What needs to be done
When you reach the line with "Question. The photograph above contains instances of the paved" in the listing below, transcribe it and each line after it up to and including the line with "sign. Tag each instance with a single point.", exactly and with nothing else.

Record extracts

Segment Open

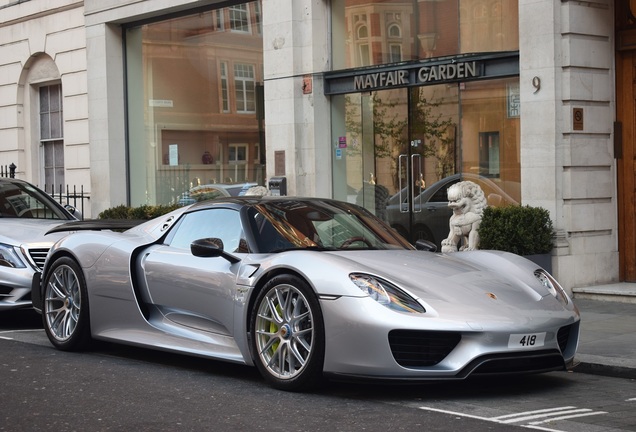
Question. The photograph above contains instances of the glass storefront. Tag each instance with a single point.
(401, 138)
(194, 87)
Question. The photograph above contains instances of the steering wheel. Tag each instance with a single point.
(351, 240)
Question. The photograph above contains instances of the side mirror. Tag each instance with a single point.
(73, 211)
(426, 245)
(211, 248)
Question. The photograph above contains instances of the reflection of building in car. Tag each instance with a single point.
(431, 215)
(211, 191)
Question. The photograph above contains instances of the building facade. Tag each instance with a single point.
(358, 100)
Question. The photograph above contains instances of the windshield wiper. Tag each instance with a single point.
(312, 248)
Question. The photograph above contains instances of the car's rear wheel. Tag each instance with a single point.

Segment Closed
Segment Open

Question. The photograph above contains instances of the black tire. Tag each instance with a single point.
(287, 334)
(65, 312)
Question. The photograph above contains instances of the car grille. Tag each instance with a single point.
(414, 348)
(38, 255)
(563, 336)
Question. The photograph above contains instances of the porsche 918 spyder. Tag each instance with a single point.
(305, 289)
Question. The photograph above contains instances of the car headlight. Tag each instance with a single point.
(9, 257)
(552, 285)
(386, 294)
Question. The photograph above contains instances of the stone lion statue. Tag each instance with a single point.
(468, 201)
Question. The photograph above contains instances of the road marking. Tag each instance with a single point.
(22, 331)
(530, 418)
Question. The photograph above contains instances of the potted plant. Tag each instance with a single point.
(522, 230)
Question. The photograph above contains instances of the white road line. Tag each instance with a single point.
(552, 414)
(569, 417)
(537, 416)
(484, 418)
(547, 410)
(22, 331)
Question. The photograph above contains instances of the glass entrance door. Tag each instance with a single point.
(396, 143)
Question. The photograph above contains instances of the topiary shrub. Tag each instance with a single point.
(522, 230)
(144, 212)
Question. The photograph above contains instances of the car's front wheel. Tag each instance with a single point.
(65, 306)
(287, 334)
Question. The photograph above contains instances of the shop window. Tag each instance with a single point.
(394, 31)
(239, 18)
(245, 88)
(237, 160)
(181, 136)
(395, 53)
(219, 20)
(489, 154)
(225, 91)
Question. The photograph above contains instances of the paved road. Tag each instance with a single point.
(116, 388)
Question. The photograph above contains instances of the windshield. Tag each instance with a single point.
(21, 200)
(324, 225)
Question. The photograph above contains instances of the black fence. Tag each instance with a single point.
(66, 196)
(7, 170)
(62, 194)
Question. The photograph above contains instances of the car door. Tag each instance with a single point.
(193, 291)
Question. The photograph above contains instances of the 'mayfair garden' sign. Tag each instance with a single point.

Segment Closed

Exercise answer
Question. The photograph above contains instances of the paved road. Tag each instance with a single point.
(116, 388)
Question. The photograph above contains instances of the windshield. Tag each instance with a single point.
(21, 200)
(324, 225)
Question. The photograph above contains instances of the black fence. Tag each instance with a single point.
(66, 196)
(7, 170)
(62, 194)
Question. The photograph above contains instances of the car door. Tag each instance with a single point.
(193, 291)
Question. The photograph above contains instances of the 'mayfair garden' sign. Tag each instance with a single point.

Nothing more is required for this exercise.